◆ WHAT TO DO ◆
(a) In the saffron text, how many flowers are needed to make one pound of dried saffron?
(b) Copy the saffron text word for word, starting at "Saffron is essential" and ending at "healthy for heart.".

◆ TEXT EXCERPT ◆
☆ ☆ ☆

Saffron is the orange-red stigmas attached to the base of the autumn-flowering crocus (Crocus sativus), in the Iridaceae (iris) family. Saffron has a pungent, earthy, bittersweet flavor and a unique, acid, haylike aroma. The saffron crocus is sterile and is propagated by dividing the corms (small underground bulbs). Saffron is legendarily the most expensive spice in the world by weight. However, because it's so concentrated, a few threads can flavor an entire dish. Seventy thousand flowers, gathered and cleaned by hand the same day that they open usually by the smaller fingers of women are needed to make one pound of dried saffron. Spain and Iran together account for more than 80 percent of world production of about 300 tons annually.
Saffron is essential for Mediterranean fish and seafood dishes such as bouillabaisse, paella Valenciana, and risotto alla Milanese. It flavors northern Indian binyanis, Persian rice pilaf, and some Indian milk-based sweets. Note that in large quantities (far more than is used in cooking), saffron is toxic. Unlike most spices, saffron is soluble in liquid. To extract the most color and flavor, soak it in a warm water, milk, broth, or white wine until the liquid turns bright yellowish orange, then add the liquid to a dish. It's healthy for heart.

☆ ☆ ☆

◆ DATA SHOWN ◆
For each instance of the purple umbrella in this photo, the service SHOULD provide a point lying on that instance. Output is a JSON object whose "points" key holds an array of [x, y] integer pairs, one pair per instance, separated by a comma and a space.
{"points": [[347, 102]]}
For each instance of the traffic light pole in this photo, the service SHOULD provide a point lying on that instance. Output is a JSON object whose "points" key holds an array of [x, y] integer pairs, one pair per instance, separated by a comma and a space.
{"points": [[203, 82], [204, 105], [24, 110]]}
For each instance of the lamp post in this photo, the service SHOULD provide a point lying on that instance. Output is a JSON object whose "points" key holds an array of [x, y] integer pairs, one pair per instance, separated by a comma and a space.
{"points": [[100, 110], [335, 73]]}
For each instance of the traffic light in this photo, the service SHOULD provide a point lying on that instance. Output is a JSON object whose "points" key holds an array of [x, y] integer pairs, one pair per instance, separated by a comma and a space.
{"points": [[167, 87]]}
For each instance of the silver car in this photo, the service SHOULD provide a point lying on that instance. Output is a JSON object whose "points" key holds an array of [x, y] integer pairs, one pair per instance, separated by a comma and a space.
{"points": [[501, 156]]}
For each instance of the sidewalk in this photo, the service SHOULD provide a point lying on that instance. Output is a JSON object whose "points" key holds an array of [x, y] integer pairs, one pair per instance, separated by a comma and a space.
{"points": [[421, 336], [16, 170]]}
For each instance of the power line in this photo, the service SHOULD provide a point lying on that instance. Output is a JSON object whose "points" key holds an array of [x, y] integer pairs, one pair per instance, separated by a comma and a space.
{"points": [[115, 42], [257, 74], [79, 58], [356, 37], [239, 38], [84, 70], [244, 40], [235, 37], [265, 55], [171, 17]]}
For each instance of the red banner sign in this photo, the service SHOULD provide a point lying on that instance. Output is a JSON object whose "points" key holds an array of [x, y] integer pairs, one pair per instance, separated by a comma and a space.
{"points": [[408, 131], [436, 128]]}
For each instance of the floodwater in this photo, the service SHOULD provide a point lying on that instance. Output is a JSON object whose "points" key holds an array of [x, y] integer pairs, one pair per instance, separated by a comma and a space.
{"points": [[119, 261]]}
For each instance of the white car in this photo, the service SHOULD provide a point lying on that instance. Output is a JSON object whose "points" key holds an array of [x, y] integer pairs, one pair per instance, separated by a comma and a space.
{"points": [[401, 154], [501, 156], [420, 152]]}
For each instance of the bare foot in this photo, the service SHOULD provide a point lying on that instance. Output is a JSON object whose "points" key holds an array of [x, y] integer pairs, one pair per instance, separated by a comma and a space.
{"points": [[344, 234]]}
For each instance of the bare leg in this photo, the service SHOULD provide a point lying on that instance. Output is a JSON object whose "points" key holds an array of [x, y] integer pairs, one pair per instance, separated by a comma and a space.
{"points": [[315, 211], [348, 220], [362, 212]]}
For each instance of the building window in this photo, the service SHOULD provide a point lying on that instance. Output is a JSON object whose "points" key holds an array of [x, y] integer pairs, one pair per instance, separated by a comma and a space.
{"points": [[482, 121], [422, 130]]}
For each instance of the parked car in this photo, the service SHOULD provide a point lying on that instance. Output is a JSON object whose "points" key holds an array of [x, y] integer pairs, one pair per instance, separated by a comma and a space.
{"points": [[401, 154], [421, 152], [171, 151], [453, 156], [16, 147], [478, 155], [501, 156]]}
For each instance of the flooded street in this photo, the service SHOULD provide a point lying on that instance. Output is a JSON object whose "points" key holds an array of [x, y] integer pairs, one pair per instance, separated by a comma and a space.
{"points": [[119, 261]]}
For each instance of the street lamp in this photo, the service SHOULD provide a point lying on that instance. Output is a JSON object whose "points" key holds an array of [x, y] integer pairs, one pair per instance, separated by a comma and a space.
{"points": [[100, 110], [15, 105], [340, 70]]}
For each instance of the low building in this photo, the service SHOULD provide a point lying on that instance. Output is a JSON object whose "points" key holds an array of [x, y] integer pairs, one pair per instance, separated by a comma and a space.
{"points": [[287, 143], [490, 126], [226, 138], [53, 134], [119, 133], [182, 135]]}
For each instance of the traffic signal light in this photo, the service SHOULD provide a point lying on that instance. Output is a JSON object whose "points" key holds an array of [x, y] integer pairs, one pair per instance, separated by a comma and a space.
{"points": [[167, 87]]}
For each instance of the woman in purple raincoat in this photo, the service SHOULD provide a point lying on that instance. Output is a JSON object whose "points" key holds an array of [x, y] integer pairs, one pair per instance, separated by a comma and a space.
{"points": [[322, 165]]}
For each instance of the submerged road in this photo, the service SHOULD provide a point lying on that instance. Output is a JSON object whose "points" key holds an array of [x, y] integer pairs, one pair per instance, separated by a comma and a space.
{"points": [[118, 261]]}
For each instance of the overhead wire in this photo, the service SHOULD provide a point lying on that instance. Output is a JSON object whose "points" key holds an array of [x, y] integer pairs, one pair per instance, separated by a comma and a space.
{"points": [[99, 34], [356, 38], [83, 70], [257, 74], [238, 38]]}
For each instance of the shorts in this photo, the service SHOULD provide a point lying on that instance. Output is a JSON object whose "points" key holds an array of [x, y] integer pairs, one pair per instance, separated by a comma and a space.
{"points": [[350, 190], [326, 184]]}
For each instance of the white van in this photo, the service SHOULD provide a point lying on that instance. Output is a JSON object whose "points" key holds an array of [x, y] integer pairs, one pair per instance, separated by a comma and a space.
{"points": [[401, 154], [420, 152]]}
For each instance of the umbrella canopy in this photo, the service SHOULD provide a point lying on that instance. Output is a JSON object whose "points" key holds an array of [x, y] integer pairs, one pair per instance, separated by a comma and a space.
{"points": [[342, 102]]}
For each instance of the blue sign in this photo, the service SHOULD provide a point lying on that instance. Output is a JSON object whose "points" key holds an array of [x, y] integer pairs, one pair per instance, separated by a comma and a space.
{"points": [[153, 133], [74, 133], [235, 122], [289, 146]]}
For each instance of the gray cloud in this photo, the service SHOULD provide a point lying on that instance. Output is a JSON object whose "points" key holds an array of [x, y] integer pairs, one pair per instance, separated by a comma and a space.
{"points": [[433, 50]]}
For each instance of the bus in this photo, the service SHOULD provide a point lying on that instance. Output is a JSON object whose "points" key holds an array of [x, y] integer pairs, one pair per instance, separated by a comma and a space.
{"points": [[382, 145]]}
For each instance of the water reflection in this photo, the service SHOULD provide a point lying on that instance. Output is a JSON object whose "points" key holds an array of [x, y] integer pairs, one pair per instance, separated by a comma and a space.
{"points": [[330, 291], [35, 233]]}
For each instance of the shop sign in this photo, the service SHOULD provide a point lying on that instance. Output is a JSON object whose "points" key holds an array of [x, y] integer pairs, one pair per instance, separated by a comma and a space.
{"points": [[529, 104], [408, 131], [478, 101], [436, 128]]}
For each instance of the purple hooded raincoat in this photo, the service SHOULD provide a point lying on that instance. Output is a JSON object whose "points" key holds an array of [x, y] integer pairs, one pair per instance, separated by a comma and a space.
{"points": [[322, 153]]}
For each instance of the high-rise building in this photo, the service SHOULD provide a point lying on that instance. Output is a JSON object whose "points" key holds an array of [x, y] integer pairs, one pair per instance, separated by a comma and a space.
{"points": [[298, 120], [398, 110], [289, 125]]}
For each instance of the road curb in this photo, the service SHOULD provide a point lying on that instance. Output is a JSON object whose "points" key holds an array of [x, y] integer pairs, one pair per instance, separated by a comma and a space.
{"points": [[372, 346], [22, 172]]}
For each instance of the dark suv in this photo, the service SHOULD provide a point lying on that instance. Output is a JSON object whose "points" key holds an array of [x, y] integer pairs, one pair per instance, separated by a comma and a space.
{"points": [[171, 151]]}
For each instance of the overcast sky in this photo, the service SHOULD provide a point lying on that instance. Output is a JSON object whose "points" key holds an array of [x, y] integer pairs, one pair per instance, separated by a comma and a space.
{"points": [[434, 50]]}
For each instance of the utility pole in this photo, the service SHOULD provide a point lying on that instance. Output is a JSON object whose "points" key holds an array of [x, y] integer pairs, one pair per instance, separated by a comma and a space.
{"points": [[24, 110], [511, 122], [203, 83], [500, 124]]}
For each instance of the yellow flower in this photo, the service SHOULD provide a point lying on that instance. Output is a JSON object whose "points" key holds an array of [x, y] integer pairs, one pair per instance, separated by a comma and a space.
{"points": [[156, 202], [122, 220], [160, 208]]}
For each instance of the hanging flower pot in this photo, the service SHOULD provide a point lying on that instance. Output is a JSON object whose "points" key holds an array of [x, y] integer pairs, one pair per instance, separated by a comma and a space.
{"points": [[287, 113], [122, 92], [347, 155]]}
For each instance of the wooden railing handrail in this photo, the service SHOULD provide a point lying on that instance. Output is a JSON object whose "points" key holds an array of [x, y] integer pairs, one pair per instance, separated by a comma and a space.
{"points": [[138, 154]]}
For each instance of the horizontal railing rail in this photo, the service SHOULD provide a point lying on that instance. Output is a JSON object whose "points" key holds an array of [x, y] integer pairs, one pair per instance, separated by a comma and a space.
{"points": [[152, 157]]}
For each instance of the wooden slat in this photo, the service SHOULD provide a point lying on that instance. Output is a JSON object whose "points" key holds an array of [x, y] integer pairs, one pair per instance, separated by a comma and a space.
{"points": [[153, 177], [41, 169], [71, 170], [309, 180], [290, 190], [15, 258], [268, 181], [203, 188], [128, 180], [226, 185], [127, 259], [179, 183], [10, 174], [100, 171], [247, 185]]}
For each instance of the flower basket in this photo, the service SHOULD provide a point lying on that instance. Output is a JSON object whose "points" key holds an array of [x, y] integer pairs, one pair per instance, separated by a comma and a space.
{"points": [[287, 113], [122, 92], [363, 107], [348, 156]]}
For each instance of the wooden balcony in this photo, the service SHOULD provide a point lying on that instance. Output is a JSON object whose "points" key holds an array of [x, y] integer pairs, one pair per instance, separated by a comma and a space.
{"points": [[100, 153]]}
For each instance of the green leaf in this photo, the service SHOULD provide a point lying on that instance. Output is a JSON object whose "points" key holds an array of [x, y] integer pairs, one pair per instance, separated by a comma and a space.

☆ ☆ ☆

◆ TASK-BY-TASK ANSWERS ◆
(a) Seventy thousand

(b)
Saffron is essential for Mediterranean fish and seafood dishes such as bouillabaisse, paella Valenciana, and risotto alla Milanese. It flavors northern Indian binyanis, Persian rice pilaf, and some Indian milk-based sweets. Note that in large quantities (far more than is used in cooking), saffron is toxic. Unlike most spices, saffron is soluble in liquid. To extract the most color and flavor, soak it in a warm water, milk, broth, or white wine until the liquid turns bright yellowish orange, then add the liquid to a dish. It's healthy for heart.